What the task requires ->
Collect every line in the records below that contains the word "stack".
==============================
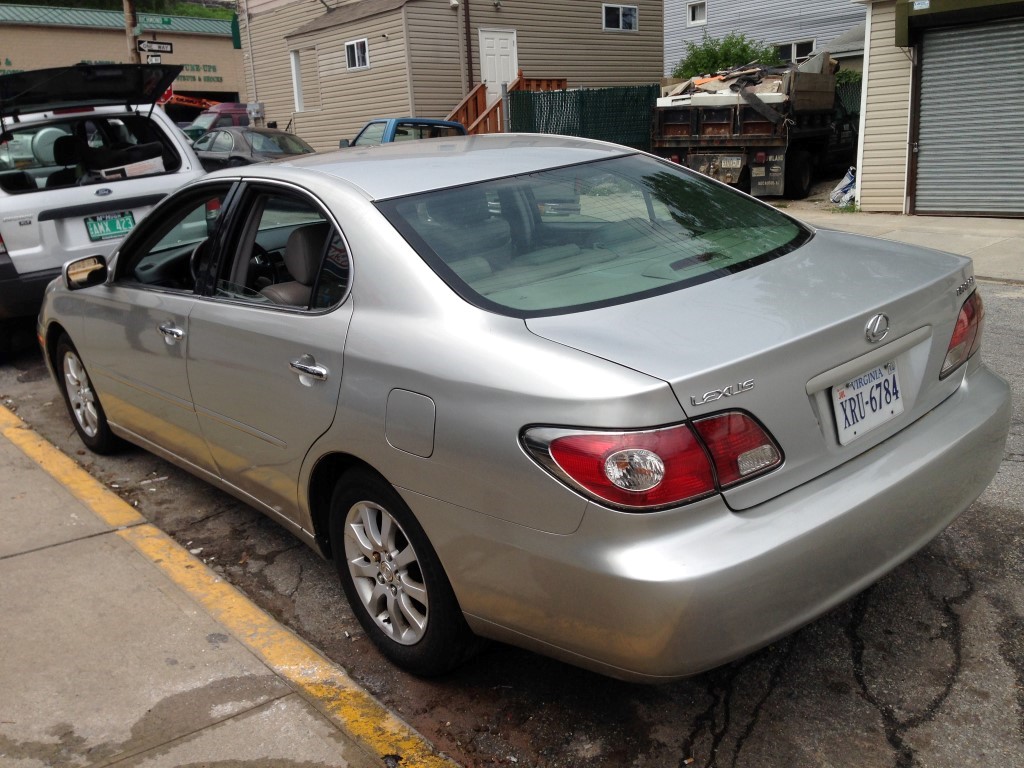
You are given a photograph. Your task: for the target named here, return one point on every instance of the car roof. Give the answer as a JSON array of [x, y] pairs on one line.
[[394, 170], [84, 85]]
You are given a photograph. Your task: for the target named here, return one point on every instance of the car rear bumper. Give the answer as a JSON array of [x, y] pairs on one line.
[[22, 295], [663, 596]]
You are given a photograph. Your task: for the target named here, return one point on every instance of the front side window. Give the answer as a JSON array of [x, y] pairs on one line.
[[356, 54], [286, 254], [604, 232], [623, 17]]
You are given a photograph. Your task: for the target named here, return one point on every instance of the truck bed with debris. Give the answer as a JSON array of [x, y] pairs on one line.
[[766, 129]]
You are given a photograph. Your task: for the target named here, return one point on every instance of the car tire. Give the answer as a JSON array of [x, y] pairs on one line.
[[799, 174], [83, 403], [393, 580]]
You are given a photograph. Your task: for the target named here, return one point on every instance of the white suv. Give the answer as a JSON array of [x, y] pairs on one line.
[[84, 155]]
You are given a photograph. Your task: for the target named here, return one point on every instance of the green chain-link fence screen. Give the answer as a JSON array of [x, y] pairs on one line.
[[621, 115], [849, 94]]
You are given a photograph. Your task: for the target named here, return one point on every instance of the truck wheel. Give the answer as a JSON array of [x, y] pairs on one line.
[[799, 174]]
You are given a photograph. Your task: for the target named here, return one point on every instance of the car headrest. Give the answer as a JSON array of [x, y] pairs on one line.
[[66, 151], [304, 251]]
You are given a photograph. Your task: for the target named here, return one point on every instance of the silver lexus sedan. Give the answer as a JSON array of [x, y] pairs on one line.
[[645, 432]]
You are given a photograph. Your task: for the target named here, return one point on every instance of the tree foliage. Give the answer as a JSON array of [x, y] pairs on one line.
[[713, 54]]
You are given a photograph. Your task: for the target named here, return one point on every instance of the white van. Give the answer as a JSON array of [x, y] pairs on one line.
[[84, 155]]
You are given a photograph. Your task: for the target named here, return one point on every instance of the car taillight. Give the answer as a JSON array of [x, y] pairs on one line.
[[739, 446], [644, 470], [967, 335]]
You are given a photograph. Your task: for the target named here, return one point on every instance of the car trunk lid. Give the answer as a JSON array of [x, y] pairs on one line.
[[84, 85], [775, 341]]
==============================
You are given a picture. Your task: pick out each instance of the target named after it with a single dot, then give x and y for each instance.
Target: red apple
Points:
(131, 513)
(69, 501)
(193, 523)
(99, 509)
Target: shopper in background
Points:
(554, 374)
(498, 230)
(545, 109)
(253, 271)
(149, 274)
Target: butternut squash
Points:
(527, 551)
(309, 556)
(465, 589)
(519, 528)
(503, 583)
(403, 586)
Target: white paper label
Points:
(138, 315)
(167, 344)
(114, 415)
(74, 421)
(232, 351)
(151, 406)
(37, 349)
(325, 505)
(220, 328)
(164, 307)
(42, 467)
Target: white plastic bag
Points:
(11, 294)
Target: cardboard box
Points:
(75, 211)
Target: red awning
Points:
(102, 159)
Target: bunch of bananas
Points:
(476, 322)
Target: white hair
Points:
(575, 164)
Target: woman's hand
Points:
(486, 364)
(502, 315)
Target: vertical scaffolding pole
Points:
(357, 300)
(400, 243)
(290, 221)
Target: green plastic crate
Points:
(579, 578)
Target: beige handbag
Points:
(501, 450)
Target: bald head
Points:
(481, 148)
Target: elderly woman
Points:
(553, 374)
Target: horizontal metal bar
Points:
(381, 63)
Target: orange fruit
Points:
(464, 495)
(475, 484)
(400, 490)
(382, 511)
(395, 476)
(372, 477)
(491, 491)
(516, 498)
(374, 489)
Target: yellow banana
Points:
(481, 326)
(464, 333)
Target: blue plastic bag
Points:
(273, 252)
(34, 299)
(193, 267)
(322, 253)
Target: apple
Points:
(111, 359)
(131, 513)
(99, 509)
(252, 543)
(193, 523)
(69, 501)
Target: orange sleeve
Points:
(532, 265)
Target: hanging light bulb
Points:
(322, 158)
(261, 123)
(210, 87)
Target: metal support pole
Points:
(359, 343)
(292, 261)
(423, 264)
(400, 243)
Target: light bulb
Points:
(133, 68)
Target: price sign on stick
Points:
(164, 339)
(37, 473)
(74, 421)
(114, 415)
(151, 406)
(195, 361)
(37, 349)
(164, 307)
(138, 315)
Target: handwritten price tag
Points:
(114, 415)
==============================
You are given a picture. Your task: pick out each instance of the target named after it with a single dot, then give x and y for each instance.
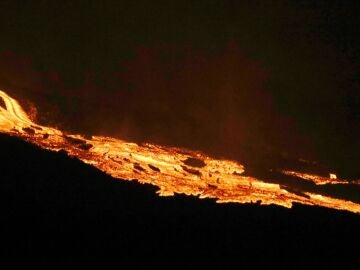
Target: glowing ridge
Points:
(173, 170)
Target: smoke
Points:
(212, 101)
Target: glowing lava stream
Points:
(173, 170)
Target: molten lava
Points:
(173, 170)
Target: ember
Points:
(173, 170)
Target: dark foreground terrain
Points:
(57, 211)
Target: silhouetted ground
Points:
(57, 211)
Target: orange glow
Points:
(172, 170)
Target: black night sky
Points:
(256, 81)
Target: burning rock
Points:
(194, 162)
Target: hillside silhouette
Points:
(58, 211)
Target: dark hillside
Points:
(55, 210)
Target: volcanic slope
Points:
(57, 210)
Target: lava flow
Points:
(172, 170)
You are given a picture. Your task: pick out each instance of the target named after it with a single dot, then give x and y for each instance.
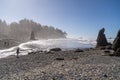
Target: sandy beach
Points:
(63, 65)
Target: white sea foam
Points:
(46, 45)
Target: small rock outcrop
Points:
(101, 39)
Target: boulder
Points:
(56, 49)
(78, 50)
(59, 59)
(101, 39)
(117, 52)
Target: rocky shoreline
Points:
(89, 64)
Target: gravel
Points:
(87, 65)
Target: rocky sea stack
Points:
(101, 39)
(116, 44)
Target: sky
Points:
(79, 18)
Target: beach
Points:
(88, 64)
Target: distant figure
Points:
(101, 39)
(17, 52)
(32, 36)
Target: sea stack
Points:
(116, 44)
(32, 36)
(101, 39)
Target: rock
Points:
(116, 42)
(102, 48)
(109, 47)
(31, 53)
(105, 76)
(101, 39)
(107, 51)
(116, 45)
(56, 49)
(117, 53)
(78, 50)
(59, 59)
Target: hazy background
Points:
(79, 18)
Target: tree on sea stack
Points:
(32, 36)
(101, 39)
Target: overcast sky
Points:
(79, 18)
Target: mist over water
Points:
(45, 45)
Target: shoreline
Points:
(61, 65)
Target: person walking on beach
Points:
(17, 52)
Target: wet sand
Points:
==============================
Answer to this problem ->
Target: rocky sea stack
Target: sea stack
Target: tree on sea stack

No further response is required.